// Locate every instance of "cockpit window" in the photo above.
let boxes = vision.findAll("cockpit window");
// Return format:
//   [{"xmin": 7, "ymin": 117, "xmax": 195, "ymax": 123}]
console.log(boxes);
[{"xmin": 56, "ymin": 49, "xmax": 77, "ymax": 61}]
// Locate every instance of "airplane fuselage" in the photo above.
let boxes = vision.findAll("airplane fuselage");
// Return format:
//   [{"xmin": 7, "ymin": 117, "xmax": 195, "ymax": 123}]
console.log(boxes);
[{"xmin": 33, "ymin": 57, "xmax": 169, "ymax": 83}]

********************

An exact copy of every line above, start to finish, is required.

_Response to the task_
// Locate every instance of "cockpit window" in the photo above.
let boxes = vision.findAll("cockpit window");
// Return format:
//   [{"xmin": 7, "ymin": 117, "xmax": 195, "ymax": 123}]
console.log(boxes);
[{"xmin": 56, "ymin": 49, "xmax": 77, "ymax": 61}]
// Locate every instance of "airplane fuselage" in the photo above.
let boxes = vision.findAll("airplane fuselage");
// Return format:
//   [{"xmin": 7, "ymin": 117, "xmax": 195, "ymax": 123}]
console.log(boxes);
[{"xmin": 33, "ymin": 57, "xmax": 169, "ymax": 83}]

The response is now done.